**Description of the task**
Below are the records; return every line from the one that contains "Query: young man in dark suit" to the last, exactly, skipping the pictures.

· · · ·

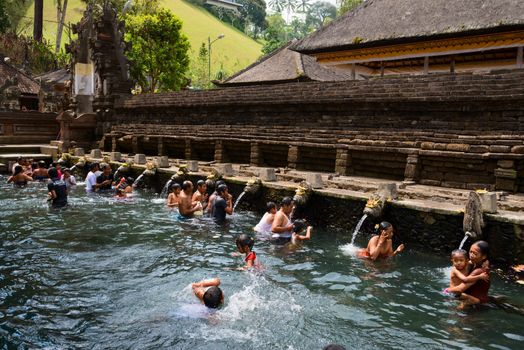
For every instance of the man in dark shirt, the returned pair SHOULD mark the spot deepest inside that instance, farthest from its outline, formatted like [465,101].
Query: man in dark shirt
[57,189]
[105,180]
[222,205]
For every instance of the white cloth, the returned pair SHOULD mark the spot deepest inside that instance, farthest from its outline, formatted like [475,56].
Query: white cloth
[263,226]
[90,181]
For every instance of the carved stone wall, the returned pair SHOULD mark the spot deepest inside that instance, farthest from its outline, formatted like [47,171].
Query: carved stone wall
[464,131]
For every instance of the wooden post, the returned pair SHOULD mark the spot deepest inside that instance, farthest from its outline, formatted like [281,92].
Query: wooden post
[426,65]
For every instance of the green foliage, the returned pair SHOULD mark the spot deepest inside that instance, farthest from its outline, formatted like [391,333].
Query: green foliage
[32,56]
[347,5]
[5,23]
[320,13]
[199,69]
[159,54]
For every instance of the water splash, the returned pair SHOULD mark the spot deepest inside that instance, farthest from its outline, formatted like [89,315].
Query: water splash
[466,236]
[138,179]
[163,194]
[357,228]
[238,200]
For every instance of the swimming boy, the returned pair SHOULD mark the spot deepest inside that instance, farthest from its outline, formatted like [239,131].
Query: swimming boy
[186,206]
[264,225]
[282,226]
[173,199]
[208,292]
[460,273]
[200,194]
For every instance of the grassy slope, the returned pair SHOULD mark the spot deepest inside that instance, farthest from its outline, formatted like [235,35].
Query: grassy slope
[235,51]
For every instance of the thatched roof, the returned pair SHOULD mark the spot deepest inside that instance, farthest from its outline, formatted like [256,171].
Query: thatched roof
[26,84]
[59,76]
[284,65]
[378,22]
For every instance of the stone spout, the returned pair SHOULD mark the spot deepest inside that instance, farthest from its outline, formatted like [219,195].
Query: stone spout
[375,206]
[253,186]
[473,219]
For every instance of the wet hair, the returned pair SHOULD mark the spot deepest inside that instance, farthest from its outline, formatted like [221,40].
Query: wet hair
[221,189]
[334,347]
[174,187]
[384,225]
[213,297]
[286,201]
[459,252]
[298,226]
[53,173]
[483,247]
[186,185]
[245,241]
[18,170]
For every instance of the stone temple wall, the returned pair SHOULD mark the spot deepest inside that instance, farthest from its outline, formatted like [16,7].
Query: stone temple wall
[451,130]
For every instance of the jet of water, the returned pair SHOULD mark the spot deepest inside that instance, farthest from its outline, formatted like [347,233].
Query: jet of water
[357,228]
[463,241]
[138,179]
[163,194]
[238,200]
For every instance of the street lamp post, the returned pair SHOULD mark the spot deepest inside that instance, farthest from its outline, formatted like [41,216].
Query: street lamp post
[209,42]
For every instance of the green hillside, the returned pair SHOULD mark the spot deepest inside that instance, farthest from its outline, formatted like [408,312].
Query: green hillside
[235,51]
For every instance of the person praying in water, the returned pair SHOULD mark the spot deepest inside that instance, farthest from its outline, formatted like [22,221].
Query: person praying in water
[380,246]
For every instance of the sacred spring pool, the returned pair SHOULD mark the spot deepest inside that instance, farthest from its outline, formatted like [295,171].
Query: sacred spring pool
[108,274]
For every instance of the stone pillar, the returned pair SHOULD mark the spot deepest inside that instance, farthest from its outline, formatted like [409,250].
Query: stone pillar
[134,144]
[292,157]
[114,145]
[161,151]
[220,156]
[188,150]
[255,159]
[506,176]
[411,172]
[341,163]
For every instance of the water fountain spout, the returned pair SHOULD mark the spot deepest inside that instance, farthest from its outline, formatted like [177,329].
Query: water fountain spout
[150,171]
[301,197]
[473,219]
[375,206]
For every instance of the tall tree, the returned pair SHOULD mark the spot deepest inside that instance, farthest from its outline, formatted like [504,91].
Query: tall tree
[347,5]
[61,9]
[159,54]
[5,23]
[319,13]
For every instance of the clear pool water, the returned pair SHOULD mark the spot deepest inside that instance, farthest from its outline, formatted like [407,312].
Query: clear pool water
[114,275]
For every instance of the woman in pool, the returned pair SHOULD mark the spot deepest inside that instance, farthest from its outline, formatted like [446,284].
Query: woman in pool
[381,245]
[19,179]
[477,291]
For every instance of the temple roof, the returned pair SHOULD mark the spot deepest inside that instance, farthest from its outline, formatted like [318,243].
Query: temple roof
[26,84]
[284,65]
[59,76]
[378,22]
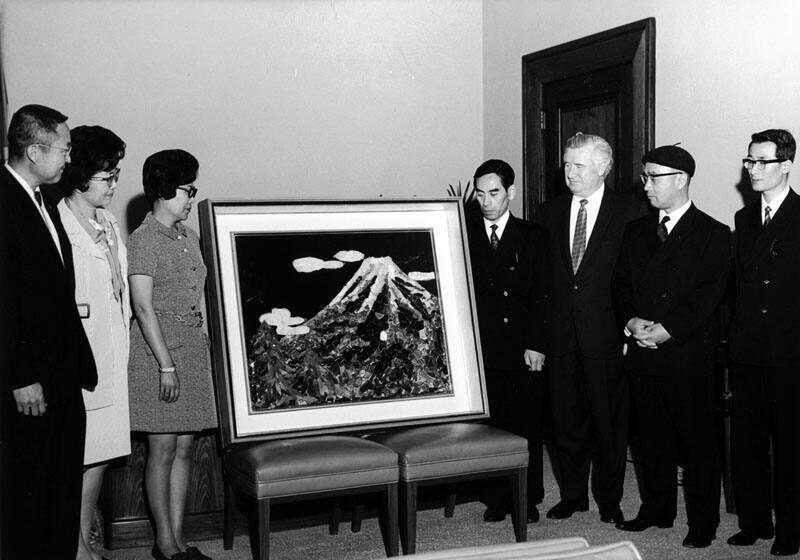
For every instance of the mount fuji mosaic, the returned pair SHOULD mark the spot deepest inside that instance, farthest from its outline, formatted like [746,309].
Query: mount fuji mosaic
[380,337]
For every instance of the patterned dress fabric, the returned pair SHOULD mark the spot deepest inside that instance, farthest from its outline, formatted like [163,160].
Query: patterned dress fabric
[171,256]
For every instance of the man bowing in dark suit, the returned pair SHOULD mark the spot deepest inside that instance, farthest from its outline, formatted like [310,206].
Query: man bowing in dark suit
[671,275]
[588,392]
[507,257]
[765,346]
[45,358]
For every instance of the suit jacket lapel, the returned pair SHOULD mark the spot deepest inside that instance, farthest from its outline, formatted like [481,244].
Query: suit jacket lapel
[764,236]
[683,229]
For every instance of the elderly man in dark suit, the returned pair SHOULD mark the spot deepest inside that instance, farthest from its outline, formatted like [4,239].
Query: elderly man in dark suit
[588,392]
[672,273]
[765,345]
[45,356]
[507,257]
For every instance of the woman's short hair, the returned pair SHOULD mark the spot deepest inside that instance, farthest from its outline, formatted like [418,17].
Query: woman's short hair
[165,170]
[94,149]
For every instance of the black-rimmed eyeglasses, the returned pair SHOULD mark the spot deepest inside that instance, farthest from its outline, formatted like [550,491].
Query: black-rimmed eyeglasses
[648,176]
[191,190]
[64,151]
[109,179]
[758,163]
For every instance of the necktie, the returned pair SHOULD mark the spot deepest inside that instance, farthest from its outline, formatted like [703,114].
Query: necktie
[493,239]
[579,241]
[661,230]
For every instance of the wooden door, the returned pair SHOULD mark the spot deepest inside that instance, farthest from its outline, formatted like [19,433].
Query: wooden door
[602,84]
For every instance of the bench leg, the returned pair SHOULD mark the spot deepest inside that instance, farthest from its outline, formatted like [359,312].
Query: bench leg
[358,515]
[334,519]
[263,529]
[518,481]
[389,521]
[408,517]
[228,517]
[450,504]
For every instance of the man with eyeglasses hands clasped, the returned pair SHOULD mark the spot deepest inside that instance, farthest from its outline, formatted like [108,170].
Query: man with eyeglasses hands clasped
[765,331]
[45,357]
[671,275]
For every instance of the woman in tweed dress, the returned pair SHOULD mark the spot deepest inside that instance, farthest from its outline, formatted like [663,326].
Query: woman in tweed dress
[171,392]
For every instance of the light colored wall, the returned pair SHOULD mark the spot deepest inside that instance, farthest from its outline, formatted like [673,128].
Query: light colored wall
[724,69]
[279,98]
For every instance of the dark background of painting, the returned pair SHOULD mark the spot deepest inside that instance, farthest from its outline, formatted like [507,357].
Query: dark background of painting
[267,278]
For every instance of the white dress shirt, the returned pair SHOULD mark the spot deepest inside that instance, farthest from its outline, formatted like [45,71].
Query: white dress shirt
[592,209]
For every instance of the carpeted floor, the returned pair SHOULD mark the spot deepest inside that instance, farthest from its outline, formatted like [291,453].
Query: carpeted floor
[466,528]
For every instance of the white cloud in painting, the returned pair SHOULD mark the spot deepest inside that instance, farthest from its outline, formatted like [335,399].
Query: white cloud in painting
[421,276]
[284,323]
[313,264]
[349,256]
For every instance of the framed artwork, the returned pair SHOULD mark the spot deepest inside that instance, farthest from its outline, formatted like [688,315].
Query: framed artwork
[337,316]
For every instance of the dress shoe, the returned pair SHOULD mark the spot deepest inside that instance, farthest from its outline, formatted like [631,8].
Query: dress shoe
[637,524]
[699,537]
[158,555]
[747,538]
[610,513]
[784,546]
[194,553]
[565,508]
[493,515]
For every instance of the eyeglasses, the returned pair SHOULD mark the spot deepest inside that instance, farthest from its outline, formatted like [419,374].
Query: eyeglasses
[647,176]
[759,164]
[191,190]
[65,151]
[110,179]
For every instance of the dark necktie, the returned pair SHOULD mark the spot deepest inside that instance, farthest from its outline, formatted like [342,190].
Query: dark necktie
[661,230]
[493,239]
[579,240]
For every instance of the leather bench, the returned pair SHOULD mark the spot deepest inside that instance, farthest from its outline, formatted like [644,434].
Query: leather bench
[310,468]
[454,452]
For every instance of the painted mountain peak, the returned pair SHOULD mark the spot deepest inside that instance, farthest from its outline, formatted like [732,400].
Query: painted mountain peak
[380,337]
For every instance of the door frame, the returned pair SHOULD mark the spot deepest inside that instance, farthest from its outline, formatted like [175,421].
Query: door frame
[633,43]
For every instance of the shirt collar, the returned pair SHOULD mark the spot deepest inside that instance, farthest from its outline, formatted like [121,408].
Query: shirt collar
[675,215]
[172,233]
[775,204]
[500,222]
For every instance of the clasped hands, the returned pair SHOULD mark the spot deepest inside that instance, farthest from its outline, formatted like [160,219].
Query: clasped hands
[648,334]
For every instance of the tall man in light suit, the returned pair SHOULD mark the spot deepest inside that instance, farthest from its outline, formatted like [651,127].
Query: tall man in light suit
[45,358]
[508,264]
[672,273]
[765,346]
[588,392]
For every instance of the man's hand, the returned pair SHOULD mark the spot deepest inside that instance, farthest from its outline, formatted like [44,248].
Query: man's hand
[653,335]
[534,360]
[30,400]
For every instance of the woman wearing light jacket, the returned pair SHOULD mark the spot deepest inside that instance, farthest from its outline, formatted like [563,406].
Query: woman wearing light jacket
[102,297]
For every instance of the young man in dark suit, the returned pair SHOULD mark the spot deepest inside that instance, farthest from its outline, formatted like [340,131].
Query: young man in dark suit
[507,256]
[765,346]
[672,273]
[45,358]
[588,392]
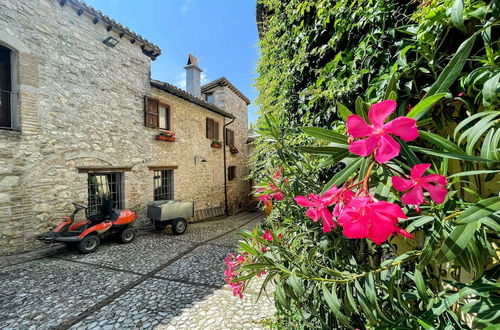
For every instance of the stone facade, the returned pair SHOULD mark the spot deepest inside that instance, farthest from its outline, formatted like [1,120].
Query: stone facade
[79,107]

· · · ·

**Written response**
Query: young man in dark suit
[507,256]
[765,346]
[672,273]
[45,358]
[588,392]
For every instance of the stone facade, the returned pair SHOULD mark the spot deepest inside that instance, farthest from its outline, formatted like [1,120].
Query: stone facade
[79,107]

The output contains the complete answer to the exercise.